#### [Exercise brief]
Once you find the line containing "column 737, row 216", please retype it and every line after it to the end of the entries, exactly and with nothing added.

#### [The data]
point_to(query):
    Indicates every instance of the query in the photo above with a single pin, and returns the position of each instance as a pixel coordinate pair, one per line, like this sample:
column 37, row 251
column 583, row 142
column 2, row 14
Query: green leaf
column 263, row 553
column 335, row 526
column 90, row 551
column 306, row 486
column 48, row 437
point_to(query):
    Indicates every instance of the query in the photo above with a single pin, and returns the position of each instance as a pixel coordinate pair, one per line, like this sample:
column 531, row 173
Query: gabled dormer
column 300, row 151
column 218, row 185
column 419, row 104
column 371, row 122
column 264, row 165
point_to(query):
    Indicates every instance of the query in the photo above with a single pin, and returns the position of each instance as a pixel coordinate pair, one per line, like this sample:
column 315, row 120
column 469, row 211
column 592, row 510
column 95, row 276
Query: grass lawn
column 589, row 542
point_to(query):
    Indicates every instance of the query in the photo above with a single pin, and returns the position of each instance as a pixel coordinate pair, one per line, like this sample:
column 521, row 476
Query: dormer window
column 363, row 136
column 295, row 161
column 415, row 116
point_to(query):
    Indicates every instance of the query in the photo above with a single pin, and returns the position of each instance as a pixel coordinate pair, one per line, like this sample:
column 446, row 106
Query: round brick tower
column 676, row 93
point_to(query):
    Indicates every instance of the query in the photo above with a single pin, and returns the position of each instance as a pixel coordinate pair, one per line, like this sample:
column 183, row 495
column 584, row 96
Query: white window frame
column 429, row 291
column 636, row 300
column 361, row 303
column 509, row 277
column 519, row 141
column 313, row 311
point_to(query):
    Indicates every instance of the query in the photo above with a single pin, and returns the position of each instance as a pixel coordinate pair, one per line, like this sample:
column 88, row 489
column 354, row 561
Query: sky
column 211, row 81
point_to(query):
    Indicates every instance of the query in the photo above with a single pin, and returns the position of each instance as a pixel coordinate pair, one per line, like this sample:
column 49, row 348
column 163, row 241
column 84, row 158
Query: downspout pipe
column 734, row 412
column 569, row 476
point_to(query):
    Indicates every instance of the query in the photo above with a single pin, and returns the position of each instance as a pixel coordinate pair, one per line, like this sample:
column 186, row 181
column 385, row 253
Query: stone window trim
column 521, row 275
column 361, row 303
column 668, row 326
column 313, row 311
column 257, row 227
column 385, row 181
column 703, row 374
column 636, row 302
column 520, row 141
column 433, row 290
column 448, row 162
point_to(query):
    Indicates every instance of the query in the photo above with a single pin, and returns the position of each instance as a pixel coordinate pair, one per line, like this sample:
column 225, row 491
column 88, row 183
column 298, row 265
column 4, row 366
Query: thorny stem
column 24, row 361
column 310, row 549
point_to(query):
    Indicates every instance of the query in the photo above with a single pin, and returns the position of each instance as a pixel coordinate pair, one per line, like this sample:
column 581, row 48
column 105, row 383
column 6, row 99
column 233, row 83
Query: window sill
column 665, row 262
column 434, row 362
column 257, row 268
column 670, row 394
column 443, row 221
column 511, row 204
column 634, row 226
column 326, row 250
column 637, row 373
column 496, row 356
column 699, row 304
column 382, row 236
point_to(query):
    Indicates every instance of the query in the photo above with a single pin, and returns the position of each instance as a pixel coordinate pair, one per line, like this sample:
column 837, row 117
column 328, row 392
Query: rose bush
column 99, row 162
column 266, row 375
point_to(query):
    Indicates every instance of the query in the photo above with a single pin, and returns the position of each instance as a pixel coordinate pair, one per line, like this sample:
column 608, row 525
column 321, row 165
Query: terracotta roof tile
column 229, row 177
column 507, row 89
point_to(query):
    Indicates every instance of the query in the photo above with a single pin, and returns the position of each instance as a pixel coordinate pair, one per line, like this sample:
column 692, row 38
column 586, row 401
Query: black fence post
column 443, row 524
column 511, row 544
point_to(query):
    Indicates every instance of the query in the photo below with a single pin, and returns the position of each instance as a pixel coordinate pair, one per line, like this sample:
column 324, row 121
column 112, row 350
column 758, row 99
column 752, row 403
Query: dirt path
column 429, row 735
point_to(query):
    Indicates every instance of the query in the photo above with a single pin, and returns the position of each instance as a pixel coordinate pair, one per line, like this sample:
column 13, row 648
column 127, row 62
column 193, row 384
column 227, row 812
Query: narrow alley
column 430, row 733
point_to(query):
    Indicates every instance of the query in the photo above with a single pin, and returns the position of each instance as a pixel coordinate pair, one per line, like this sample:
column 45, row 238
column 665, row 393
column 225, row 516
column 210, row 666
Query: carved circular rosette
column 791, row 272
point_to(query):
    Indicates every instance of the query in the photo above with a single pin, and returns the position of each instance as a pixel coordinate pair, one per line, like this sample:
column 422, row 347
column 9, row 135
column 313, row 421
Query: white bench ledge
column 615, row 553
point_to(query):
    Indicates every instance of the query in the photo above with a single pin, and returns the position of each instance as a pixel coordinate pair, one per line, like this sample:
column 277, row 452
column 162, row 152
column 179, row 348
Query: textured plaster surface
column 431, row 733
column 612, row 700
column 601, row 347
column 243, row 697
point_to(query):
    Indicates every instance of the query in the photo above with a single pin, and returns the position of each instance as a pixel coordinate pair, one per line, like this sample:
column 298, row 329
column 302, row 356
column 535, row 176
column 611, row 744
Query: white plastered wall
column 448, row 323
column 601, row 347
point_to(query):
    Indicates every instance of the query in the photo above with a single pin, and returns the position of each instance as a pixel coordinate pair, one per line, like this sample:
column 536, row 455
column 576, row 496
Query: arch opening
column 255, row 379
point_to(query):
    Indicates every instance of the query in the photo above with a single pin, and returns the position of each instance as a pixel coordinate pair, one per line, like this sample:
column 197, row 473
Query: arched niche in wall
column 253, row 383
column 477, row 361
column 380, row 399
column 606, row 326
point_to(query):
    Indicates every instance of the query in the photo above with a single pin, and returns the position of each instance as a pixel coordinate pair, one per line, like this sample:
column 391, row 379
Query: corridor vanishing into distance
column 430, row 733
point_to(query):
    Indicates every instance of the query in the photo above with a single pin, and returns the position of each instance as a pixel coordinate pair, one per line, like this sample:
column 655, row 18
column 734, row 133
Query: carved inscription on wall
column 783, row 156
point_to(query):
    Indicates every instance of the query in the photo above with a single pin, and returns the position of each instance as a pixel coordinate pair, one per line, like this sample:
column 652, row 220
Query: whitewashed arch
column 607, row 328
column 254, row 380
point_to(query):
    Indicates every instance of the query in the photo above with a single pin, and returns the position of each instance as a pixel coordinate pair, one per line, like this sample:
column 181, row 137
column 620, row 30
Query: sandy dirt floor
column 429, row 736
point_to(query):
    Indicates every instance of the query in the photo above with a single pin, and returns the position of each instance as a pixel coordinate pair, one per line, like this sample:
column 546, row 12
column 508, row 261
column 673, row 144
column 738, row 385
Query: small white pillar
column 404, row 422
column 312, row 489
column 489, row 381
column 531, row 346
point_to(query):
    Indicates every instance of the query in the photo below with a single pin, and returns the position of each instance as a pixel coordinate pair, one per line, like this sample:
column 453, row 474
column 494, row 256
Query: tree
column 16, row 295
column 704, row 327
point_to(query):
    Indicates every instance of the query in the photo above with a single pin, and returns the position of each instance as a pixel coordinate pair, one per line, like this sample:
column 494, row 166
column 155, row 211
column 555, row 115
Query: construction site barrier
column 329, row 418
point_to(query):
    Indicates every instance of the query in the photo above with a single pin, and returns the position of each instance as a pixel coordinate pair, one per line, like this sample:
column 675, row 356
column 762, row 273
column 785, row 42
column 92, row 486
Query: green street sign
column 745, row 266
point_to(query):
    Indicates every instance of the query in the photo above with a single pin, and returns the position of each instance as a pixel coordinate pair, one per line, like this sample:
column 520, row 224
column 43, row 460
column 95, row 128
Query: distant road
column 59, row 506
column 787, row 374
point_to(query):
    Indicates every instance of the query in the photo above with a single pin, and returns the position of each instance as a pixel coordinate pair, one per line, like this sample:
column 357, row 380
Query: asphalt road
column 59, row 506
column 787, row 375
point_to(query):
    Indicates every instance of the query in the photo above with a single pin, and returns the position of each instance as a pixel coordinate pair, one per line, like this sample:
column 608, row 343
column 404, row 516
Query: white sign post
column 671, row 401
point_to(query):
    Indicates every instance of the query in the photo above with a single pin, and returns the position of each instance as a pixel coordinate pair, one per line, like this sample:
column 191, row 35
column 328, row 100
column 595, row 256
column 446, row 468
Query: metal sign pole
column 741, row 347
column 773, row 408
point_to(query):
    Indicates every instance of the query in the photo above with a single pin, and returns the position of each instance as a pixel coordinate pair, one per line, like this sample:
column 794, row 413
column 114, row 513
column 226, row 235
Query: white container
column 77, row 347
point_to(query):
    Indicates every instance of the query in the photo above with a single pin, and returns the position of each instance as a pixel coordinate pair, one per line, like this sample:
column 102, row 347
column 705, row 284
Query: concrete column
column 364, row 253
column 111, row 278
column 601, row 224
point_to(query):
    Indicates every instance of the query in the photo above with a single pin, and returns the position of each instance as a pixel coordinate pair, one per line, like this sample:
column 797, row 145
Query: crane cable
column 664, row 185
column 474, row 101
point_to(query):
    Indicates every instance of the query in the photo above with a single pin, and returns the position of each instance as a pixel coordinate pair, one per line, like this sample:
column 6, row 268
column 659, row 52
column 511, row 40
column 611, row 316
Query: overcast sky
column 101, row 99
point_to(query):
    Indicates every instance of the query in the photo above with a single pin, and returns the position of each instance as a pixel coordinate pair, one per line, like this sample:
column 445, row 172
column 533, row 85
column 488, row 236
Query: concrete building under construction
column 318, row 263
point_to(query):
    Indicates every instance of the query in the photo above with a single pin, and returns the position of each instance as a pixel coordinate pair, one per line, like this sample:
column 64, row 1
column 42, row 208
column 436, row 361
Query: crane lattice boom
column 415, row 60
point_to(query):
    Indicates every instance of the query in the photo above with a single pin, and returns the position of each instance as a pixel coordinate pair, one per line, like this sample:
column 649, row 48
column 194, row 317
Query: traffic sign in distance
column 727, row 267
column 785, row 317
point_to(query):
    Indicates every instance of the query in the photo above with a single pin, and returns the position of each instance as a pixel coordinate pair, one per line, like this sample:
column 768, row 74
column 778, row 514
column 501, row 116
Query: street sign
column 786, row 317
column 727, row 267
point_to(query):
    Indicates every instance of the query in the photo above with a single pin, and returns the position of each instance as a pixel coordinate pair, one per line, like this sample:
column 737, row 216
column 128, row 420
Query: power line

#### [Result of the exercise]
column 737, row 216
column 128, row 420
Query: power line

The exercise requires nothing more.